* [WHAT IS BEING ASKED]: For the entries that follow, give the number of lines holding the string "foliage" and nothing more.

* [PROVIDED DATA]:
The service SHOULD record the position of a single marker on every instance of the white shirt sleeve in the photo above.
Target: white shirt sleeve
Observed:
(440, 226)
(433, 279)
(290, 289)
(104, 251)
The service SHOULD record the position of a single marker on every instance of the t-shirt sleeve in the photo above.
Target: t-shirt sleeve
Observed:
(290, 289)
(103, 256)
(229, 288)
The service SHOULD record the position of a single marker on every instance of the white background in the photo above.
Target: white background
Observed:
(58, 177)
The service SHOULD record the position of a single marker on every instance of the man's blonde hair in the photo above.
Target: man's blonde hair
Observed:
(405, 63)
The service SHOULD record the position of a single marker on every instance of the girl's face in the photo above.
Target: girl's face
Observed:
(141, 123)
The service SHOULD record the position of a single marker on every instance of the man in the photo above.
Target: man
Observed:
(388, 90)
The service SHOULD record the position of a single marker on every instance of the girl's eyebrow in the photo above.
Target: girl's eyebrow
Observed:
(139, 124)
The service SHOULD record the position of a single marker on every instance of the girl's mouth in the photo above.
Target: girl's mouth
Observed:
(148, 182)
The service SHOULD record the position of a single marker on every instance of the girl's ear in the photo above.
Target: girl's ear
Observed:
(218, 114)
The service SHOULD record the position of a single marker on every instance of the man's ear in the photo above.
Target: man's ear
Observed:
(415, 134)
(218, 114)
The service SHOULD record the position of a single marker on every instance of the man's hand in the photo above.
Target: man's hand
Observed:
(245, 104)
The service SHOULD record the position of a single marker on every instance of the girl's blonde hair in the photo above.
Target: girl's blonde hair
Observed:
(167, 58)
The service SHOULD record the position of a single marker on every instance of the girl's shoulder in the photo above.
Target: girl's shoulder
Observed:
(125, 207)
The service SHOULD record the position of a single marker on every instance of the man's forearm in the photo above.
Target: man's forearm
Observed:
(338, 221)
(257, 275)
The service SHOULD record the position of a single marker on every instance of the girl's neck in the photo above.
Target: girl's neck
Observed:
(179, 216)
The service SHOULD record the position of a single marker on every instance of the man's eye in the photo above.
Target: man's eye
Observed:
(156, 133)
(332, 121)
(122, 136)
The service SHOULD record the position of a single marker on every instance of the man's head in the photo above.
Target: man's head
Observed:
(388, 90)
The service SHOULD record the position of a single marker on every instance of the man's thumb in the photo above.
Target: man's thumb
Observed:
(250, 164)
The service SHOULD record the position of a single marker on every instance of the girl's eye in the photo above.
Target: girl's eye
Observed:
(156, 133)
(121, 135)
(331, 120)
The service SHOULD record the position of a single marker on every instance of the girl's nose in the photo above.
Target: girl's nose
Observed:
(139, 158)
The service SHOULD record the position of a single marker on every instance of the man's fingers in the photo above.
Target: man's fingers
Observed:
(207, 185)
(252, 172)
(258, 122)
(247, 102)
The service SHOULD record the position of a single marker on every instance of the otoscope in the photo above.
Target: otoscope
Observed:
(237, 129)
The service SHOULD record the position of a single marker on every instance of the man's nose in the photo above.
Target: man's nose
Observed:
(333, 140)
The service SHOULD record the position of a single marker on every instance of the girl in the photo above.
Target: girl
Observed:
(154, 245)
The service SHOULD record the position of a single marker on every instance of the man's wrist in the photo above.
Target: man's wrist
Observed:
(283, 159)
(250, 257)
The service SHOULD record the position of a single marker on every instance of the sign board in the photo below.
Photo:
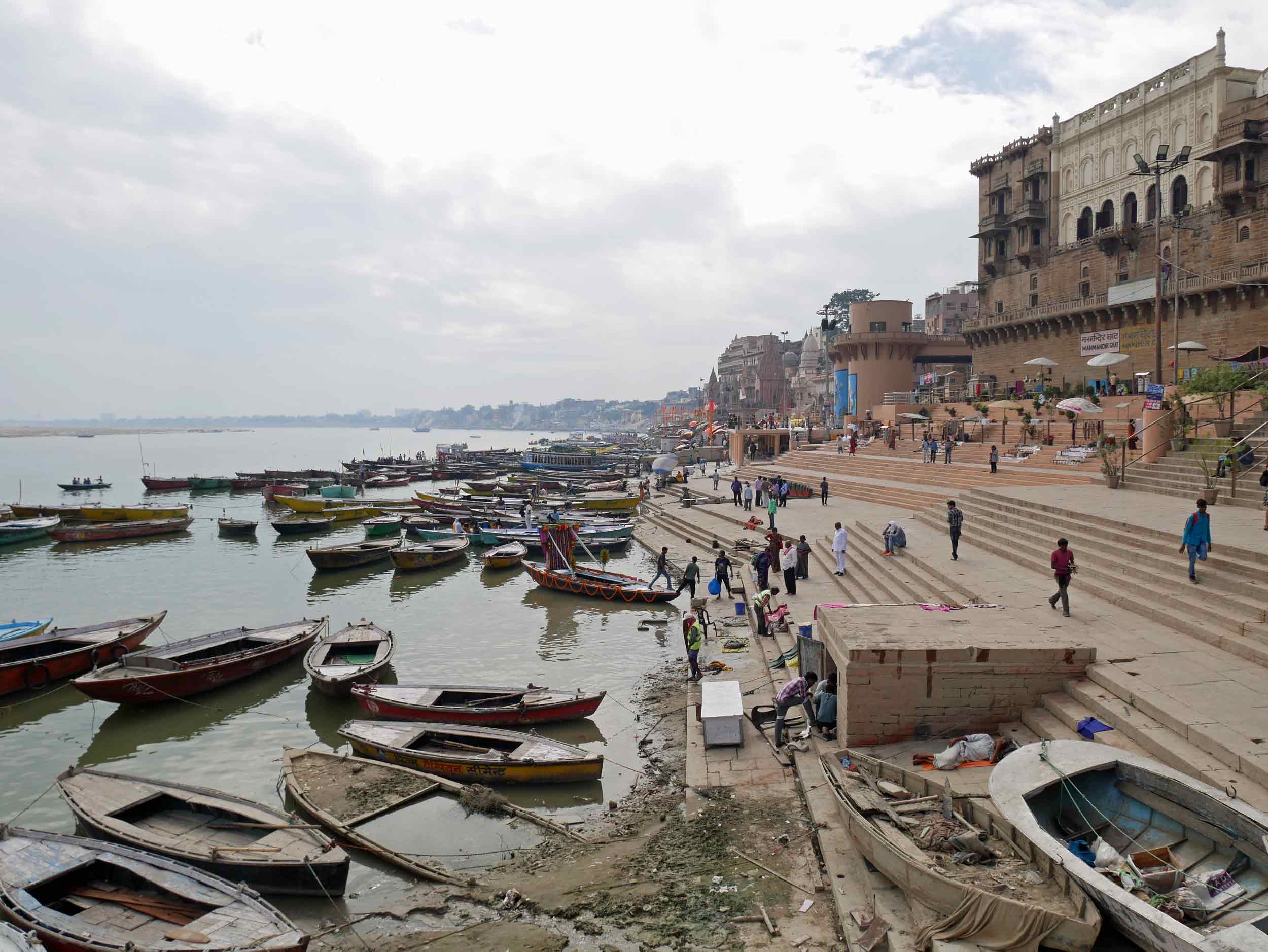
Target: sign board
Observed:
(1099, 343)
(1128, 292)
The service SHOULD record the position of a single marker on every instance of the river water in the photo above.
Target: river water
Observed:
(454, 624)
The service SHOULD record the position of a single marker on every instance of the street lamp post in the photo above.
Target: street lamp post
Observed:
(1155, 170)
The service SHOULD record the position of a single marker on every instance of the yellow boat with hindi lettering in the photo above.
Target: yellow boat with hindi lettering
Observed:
(473, 753)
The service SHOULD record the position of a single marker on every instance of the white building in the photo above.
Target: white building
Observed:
(1092, 153)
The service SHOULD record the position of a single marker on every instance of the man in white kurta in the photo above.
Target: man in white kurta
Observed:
(838, 548)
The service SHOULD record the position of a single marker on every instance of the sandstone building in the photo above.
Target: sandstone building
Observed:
(1067, 252)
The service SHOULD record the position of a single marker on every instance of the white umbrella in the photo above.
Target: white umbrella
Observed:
(1109, 359)
(1079, 406)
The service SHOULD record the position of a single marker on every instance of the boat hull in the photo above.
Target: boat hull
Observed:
(70, 661)
(118, 530)
(510, 717)
(483, 772)
(193, 679)
(633, 592)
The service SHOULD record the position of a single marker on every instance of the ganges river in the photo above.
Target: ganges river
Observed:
(458, 624)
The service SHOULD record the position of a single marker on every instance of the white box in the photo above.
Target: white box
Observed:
(721, 713)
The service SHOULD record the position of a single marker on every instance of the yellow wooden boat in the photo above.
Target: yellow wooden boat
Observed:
(132, 514)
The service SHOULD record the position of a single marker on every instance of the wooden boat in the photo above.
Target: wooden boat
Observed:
(1171, 829)
(485, 755)
(211, 482)
(425, 557)
(468, 704)
(164, 483)
(19, 530)
(95, 532)
(220, 833)
(60, 653)
(354, 656)
(889, 838)
(505, 555)
(14, 940)
(345, 557)
(89, 895)
(66, 514)
(196, 664)
(609, 586)
(303, 524)
(383, 525)
(319, 785)
(9, 630)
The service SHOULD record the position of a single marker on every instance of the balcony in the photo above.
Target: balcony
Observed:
(1031, 209)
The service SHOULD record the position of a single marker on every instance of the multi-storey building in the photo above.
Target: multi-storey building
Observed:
(946, 311)
(1068, 254)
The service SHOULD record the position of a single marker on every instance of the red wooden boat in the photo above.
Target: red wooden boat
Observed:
(160, 483)
(197, 664)
(66, 652)
(609, 586)
(466, 704)
(97, 532)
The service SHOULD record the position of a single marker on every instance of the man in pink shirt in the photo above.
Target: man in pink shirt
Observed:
(1063, 567)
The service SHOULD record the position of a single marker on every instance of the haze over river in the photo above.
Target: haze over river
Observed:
(454, 624)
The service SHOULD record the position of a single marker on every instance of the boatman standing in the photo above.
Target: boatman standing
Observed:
(840, 540)
(695, 638)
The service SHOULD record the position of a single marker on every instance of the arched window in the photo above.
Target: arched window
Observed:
(1084, 225)
(1180, 194)
(1105, 217)
(1129, 208)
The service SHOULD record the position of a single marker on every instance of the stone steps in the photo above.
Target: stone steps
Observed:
(1158, 605)
(1100, 549)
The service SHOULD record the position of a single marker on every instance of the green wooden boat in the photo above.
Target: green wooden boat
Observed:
(23, 529)
(383, 525)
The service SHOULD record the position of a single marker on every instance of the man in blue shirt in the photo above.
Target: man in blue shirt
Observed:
(1197, 538)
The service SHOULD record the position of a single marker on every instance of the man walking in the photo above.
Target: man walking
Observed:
(689, 577)
(1197, 538)
(722, 572)
(761, 603)
(1063, 567)
(955, 520)
(788, 562)
(662, 568)
(793, 694)
(838, 549)
(695, 638)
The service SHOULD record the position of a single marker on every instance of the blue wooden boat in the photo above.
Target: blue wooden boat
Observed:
(11, 630)
(19, 530)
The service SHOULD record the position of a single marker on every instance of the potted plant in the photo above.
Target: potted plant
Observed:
(1110, 468)
(1206, 462)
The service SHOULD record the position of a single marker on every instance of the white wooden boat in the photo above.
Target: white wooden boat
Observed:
(912, 854)
(1165, 823)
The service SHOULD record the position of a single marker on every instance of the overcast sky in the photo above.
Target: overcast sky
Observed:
(315, 207)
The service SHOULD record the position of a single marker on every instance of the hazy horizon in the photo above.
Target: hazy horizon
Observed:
(296, 208)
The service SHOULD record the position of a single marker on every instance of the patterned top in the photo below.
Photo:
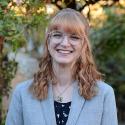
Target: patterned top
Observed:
(62, 112)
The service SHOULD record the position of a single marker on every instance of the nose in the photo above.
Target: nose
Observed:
(65, 41)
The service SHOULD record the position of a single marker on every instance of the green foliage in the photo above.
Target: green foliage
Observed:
(15, 27)
(109, 47)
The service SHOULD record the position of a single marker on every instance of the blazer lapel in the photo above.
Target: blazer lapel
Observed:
(48, 108)
(77, 105)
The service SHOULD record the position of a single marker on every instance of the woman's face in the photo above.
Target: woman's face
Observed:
(64, 47)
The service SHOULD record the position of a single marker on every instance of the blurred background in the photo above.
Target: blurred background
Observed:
(22, 27)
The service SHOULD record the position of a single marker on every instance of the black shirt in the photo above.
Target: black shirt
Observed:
(62, 112)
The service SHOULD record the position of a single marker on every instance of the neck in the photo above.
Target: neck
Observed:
(63, 74)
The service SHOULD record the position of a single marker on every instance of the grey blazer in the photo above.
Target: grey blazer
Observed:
(24, 109)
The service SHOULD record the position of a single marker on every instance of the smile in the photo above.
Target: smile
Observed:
(64, 51)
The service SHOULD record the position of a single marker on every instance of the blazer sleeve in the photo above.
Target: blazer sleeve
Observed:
(15, 114)
(109, 116)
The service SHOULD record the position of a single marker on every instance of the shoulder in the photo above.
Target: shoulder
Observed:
(104, 88)
(22, 87)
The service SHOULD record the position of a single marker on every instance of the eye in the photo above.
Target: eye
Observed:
(57, 35)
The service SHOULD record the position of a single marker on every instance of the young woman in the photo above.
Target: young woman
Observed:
(67, 89)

* [SOLVED PROBLEM]: 2